--- Aim of the task ---
Any picture among the records should be left out, please; retype the rest exactly.

•••

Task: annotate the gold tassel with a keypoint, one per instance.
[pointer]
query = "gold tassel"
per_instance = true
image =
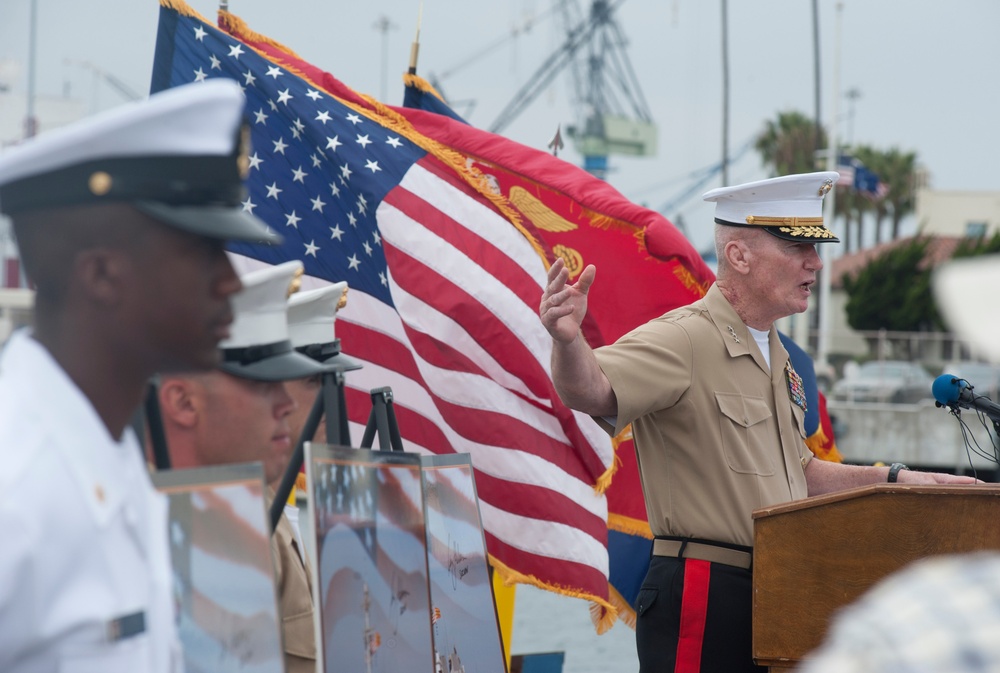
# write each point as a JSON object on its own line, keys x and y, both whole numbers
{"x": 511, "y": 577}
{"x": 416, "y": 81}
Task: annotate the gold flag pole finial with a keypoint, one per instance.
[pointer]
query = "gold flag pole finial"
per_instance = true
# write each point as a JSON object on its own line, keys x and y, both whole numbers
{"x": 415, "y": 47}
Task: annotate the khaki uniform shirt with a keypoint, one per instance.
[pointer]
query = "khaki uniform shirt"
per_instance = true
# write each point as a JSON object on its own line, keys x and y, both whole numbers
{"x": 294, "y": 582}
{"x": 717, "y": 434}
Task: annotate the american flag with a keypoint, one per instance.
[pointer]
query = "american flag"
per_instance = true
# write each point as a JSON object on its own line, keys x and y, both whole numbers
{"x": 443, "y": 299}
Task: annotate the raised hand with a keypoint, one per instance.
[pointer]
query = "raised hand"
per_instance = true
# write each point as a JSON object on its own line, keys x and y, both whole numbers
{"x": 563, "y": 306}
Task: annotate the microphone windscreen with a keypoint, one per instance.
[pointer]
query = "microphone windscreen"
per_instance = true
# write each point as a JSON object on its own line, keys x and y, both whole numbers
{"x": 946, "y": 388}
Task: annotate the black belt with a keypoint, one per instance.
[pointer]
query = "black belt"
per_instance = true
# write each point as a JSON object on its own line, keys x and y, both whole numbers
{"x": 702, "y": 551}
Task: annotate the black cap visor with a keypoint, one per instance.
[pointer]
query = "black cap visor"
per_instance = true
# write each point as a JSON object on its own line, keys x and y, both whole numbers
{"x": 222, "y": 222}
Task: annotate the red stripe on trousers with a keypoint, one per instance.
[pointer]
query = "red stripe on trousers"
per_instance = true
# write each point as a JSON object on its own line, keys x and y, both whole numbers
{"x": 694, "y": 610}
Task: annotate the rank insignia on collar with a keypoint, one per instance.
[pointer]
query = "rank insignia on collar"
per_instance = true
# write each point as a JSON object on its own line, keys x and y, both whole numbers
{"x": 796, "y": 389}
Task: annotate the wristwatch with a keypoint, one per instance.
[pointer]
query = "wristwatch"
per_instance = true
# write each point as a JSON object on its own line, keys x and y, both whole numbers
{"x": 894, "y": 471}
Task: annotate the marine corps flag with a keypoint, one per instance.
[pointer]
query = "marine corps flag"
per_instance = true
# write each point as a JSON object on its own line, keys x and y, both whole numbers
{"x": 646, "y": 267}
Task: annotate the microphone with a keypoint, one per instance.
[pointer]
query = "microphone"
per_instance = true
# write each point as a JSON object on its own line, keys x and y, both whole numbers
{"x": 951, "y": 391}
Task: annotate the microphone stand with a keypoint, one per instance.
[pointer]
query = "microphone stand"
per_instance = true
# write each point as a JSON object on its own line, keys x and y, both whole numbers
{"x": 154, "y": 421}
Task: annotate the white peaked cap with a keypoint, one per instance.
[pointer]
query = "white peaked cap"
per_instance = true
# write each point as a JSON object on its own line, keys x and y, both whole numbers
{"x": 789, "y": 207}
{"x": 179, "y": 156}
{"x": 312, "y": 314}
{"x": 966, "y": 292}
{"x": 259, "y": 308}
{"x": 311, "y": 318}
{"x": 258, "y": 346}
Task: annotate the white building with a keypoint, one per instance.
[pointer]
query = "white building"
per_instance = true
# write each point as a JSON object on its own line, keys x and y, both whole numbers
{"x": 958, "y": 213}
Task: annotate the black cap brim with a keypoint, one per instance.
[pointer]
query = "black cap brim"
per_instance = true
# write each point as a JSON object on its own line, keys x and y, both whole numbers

•••

--- Exercise solution ---
Task: annotate the gold tassel with a keypoint, one per instance.
[pointer]
query = "gold tassel"
per_instance = true
image =
# write each point as a JSON object on its own line, keys x and y, both whole numbers
{"x": 511, "y": 577}
{"x": 416, "y": 81}
Task: annotate the gold flag pole finial with a keypoint, one per instance.
[pointer]
query = "gold flag pole finial"
per_instance = true
# write each point as a JSON object on its own line, keys x and y, both whole numbers
{"x": 415, "y": 47}
Task: annotate the khaki uniform shirt with a keypoint, one per instance.
[pointer]
query = "khaki uniform shirt"
per_instance = true
# write each point as a JSON object on its own line, keys x and y, both whole numbers
{"x": 294, "y": 582}
{"x": 717, "y": 434}
Task: annotate the american flag with a keypoint, one per instance.
[pointer]
query = "american flag"
per_instance = true
# write each point as a JSON object on its own line, keys x and y, both whole numbers
{"x": 443, "y": 299}
Task: annotate the raised hand with a keypoint, one per instance.
[pointer]
query = "raised hand"
per_instance = true
# write each point as a JSON object on its own line, keys x and y, both whole numbers
{"x": 563, "y": 306}
Task: annotate the microphone windscreen with a keypoint, one per instance.
[pointer]
query = "microphone windscreen"
per_instance = true
# write each point as a JSON object on its own line, keys x and y, both whole numbers
{"x": 946, "y": 388}
Task: annotate the black belt with a keypoint, one per instance.
[pointer]
query = "black belt"
per_instance = true
# write each point as a JSON object on its own line, keys x and y, both whole numbers
{"x": 702, "y": 551}
Task: annotate the black cap visor with a keypoint, one per instance.
[pointer]
query = "black cap visor"
per_instance = true
# write each point as a JSON object on its own line, keys x and y, both whole numbers
{"x": 222, "y": 222}
Task: annotate the red stripe on trousers with a keypoint, one per instance.
[pointer]
query = "red stripe on trousers"
per_instance = true
# write each point as a JSON object on its own line, keys x and y, both whole numbers
{"x": 694, "y": 610}
Task: annotate the rank insignia on collar with a keypoint, one per instance.
[pointer]
query = "rank insignia on collar"
per_instance = true
# write each point as a JSON object on its own line, keys x and y, both whole numbers
{"x": 796, "y": 389}
Task: annotate the wristwatch with a keypoint, one per instance.
[pointer]
query = "wristwatch"
per_instance = true
# write each point as a JSON object on its own line, keys x and y, both whole numbers
{"x": 894, "y": 471}
Task: annotate the marine corps flag with a keypoint, one per instance.
[pointer]
query = "marine corps flag"
per_instance = true
# write each point as a JSON object on its own line, keys x and y, both whole numbers
{"x": 646, "y": 267}
Task: annotate the microphone with a keypoint, one per instance.
[pointer]
query = "microphone"
per_instance = true
# write each point as a JSON object on its own line, keys x and y, both whole numbers
{"x": 951, "y": 391}
Task: annotate the microphone stand with a keypoint, one per instance.
[pointer]
query = "microphone stand"
per_instance = true
# write each point as a JSON object on its own line, keys x and y, both whole numbers
{"x": 154, "y": 421}
Task: annotate the white peaked cap with a keypoint, one per instance.
[pointer]
query = "white peaked cap"
per_instance = true
# write each point as a JSON object on its own line, keys x and y, both whole numbers
{"x": 789, "y": 207}
{"x": 179, "y": 156}
{"x": 312, "y": 314}
{"x": 966, "y": 292}
{"x": 259, "y": 308}
{"x": 311, "y": 318}
{"x": 258, "y": 346}
Task: annotate the white building with a keypoint, one per instance.
[pointer]
query = "white building"
per_instance = true
# write each point as a JSON object on its own line, keys x and y, both whole numbers
{"x": 958, "y": 213}
Task: annotate the black cap brim with a keypoint, one per instance.
[pointer]
query = "black cap brim"
per_instance = true
# write each point as a JSON object on its own line, keys x and y, both whole numbers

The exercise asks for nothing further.